■ **DOCUMENT EXTRACT**:
───

# Keeping heels down! - Help!



## char_f94 (5 May 2017)

Hi all,

Had a really good lesson the other day but my instructor noticed my left stirrup is slipping a lot compared to my right.  She says I don't keep my left heel down as much as my right and I notice this especially in my canter transition and often flail my left leg around as I'm still tensing a bit when I go into the transition.  

Does anyone have any good tips for keeping heels down and not tensing in the transition? I've been stretching my left calf on the bottom step (reminds me of my ballet days) so hoping that will help.  

TIA!


----------



## paddi22 (5 May 2017)

it might be worth getting an osteo to have a look at you, as it mightnt be your calf at all, you might be crooked somewhere in your hips etc either and it's maiing you unbalanced. 

i found yoga brilliant for getting an even stretch in both heels. apart from that you might be tensing and gripping with your knees in the transitions, so it might be useful to get some lunge lessons to help combat that.


----------



## hopscotch bandit (5 May 2017)

There are angled stirrup treads on the market designed to keep your heels down. there are these stirrups too.http://www.ebay.co.uk/itm/Zilco-Bal...hash=item3f43aeb5e4:m:mNjRXFfYN_n-SsBHEdvx22g


----------



## Shay (5 May 2017)

Think of it more as allowing the weight to drop down through the leg rather than about pushing your heels down.  If you push your heels down you will also push your leg forward.  Rather open up from the hip and allow the weight to drop naturally.  

A good ridden exercise is to stand upright in your stirrups at walk - and later at trot.  Properly upright, not in 2 point.  You can't balance unless your leg is straight and secure beneath you.  Make sure you have a neck strap though so you don't jerk the horse in the mouth if you loose balance.


----------



## HunkyDory (5 May 2017)

One of my instructors who is eagle eyed noticed I was sitting ever so slightly more to the right.  My hips are imbalanced.  She suggested I shift my weight to the left, which puts me in the centre.  What often helps lengthen your leg reach is doing no stirrup work which gets you sitting deeper by opening up your hips.  One instructor also had me bend each leg up behind me and bring my foot up to the horses haunches.  This opened up my hips and helped with my left leg length.  

Another idea is check your stirrup leathers.  RS often cobble tack together and you can end up with odd stirrup leathers so the holes are spaced differently and they are never level, no matter what.


----------



## HeresHoping (5 May 2017)

───

■ **DATA PROVIDED**:
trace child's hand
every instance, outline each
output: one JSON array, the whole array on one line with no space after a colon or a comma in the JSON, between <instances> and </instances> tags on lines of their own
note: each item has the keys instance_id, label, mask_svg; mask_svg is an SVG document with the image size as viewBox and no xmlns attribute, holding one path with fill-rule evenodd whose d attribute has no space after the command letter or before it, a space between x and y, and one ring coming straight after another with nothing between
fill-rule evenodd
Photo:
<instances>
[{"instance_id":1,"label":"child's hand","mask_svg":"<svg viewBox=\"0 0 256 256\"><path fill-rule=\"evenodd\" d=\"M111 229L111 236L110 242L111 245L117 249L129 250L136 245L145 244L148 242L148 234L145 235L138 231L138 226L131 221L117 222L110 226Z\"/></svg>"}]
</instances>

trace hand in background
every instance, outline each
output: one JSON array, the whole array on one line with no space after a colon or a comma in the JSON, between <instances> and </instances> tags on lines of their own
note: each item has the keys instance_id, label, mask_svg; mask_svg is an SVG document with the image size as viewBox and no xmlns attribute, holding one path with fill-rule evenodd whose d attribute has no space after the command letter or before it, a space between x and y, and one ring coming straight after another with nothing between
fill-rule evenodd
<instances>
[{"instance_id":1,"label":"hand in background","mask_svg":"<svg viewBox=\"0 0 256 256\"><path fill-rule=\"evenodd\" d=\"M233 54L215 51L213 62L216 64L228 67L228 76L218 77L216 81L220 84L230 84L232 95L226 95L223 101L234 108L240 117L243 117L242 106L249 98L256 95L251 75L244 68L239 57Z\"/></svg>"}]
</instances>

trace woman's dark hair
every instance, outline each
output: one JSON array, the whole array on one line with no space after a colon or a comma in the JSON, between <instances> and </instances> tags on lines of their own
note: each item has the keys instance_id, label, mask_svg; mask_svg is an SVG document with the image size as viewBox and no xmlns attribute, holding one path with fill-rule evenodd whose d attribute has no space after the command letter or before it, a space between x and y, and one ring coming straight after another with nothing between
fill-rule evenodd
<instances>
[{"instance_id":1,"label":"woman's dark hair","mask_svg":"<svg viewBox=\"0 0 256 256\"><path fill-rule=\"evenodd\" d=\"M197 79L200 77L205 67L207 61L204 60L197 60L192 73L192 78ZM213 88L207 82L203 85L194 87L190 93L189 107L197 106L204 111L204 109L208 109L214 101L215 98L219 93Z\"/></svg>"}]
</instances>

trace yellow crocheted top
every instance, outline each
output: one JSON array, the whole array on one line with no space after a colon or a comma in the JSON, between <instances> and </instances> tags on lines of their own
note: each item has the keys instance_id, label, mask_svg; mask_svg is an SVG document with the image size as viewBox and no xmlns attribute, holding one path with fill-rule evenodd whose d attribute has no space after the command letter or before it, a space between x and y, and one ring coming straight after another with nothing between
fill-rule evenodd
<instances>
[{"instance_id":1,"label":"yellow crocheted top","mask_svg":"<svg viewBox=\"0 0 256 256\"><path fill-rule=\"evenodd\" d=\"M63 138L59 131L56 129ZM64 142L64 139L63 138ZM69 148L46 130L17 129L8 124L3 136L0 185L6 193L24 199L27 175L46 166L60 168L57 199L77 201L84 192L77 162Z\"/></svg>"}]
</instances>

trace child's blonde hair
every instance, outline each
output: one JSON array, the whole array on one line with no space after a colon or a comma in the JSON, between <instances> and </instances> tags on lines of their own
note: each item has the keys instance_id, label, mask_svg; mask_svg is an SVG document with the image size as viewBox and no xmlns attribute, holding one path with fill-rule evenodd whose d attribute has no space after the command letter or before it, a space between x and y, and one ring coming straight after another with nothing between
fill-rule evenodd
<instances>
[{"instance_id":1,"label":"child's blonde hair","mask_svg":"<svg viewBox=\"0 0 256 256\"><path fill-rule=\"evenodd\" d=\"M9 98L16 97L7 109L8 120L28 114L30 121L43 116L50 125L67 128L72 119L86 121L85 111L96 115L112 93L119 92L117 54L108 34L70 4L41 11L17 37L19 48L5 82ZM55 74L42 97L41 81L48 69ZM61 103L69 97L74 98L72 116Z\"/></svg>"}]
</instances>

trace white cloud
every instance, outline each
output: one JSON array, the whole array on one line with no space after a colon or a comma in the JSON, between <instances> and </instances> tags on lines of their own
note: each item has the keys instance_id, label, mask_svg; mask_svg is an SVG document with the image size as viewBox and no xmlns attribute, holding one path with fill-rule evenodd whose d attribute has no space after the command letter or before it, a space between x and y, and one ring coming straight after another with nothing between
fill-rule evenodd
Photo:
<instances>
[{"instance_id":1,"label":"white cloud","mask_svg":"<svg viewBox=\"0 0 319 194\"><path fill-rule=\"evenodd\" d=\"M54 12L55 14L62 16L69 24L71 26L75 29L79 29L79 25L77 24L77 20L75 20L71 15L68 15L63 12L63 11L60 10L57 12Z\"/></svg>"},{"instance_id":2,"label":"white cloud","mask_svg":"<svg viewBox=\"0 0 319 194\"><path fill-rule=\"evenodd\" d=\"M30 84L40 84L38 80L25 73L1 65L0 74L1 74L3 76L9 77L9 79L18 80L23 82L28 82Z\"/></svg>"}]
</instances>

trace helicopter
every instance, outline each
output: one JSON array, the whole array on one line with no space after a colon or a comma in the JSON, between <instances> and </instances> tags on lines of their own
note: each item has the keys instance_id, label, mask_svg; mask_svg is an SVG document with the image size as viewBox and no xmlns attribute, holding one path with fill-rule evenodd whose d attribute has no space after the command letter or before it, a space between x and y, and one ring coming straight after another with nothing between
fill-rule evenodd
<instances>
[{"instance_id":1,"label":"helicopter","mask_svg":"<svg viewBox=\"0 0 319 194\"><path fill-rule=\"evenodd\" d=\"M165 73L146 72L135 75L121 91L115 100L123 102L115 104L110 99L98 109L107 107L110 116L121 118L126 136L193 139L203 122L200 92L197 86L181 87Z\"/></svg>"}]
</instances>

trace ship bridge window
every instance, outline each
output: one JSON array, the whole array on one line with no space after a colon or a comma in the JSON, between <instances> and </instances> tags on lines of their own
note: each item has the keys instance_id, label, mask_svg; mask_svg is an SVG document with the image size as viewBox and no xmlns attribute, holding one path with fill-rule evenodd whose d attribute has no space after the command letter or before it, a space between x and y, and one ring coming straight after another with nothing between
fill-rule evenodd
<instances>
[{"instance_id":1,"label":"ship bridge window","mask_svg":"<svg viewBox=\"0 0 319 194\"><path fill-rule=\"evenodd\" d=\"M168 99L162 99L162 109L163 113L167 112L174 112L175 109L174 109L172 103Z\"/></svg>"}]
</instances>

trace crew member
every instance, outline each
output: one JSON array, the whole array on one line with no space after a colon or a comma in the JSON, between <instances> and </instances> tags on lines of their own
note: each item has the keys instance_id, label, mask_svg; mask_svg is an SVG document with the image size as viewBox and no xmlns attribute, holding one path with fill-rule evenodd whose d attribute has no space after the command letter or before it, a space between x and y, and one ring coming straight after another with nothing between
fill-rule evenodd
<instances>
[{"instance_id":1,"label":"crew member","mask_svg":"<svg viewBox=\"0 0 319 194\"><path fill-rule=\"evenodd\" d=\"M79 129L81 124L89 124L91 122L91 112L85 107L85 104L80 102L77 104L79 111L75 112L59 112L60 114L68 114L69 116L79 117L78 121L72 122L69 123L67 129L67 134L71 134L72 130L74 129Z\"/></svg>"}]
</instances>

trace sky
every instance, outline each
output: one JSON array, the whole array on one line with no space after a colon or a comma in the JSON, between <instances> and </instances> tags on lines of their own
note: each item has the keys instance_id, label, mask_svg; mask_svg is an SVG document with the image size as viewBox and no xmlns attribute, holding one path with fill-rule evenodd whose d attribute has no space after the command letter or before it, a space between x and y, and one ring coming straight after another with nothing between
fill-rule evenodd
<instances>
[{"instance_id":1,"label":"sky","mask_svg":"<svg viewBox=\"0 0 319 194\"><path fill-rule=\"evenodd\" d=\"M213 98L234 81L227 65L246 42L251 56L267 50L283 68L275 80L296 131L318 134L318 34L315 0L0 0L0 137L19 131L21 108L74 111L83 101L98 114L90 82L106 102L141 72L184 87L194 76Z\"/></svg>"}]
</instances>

───

■ **REQUIRED ACTIONS**:
1. Starting with the line in the records that contains "trace crew member" and going on through the end of the records, recast those lines as a numbered list, leaving out blank lines.
2. Continue the forum thread on keeping heels down from where it stops.

■ **ANSWERS FOR THE TASKS**:
1.
1. trace crew member
2. every instance, outline each
3. output: one JSON array, the whole array on one line with no space after a colon or a comma in the JSON, between <instances> and </instances> tags on lines of their own
4. note: each item has the keys instance_id, label, mask_svg; mask_svg is an SVG document with the image size as viewBox and no xmlns attribute, holding one path with fill-rule evenodd whose d attribute has no space after the command letter or before it, a space between x and y, and one ring coming straight after another with nothing between
5. fill-rule evenodd
6. <instances>
7. [{"instance_id":1,"label":"crew member","mask_svg":"<svg viewBox=\"0 0 319 194\"><path fill-rule=\"evenodd\" d=\"M79 129L81 124L89 124L91 122L91 112L85 107L85 104L80 102L77 104L79 111L75 112L59 112L60 114L68 114L69 116L79 117L78 121L72 122L69 123L67 129L67 134L71 134L72 130L74 129Z\"/></svg>"}]
8. </instances>
9. trace sky
10. every instance, outline each
11. output: one JSON array, the whole array on one line with no space after a colon or a comma in the JSON, between <instances> and </instances> tags on lines of their own
12. note: each item has the keys instance_id, label, mask_svg; mask_svg is an SVG document with the image size as viewBox and no xmlns attribute, holding one path with fill-rule evenodd whose d attribute has no space after the command letter or before it, a space between x and y, and one ring coming straight after another with nothing between
13. fill-rule evenodd
14. <instances>
15. [{"instance_id":1,"label":"sky","mask_svg":"<svg viewBox=\"0 0 319 194\"><path fill-rule=\"evenodd\" d=\"M213 98L234 81L227 65L246 42L251 56L267 50L283 68L275 80L296 131L318 134L318 34L315 0L0 0L0 137L19 131L21 108L74 111L83 101L98 114L90 82L106 102L141 72L184 87L194 76Z\"/></svg>"}]
16. </instances>

2.
No stirrup work and ensuring you aren't gripping anywhere. Your legs should wrap around the horse like wet rags. When learning, especially going into canter because it's quite difficult to get the pelvic roll right, we tend to grip with our legs and we all have one leg slightly stronger than the other. If you think of your canter as rolling up the pommel, and concentrate on not tightening your calves or thighs, you should be able to then focus on keeping your heels down. And as Shay says, think of it as pushing your weight into your heels rather than pushing your heels down. Only don't push too hard - a well trained horse will think you are asking for a halt.


----------



## benz (5 May 2017)

As above lots of work without stirrups to make sure you're not gripping with the knees and are well balanced. Another little tip is to make sure you're not squeezing your toes together - even simply opening/stretching your toes will naturally put the heel down without forcing it down


----------



## peanut (5 May 2017)

I've overheard instructors say to think of toes up rather than heels down.


----------



## char_f94 (5 May 2017)

Thanks for all the advice! I've got lots to think about now for my next lesson  

HunkyDory - the tack did cross my mind, one of the stirrups (think it might actually have been the left) didn't go as short as the right so had to wrap it round the stirrup so perhaps my stirrups weren't both quite the same length this week.  

I'm better at keeping my heels down in trot and once I've cantered a couple of strides, it's just when I sit and prepare for canter and getting into it, I think I concentrate so much on getting into canter that I let my core go and fall into it.  I'm normally relatively secure in sitting trot, I've done a lot of work out of stirrups recently it's just as soon as I go to canter I tense up and start bouncing around the saddle like mad!


----------



## lamlyn2012 (6 May 2017)

peanut said:



			I've overheard instructors say to think of toes up rather than heels down.
		
Click to expand...

This.


----------



## HunkyDory (10 May 2017)

The joys of a RSs, I'm afraid but they do their best.  Not sure if your instructor has suggested at which point you sit and prepare in the arena.  I found it good to sit halfway between the letters.  For instance, between E and K on a the left hand reign (using the circle and triangle shapes as markers is useful), then ask at K.  Outside leg behind the girth, at the same time inside leg kick on.  Head up and look around the corner to where you are travelling.  Your natural body inclination will be to drop your inside shoulder slightly as you look to where you want to travel.  This helps your pony begin its canter on the correct leg.  You aren't a horse with a rider plonked on top.  You are joined and have to work as one being.  As soon as you feel that change, roll you hips and not your hands.  Hands forward, lower legs hugging your pony's belly, always looking to where you are travelling because this helps your pony balance and helps you not lose your balance.  Kick on using your heels in a short flicking action instead of your lower legs leaving your pony's side to kick which affects you balance and seat.  This is how I got used to it.  Not saying it's the same for everyone but it worked for me.  I hope you crack it.


----------



## char_f94 (10 May 2017)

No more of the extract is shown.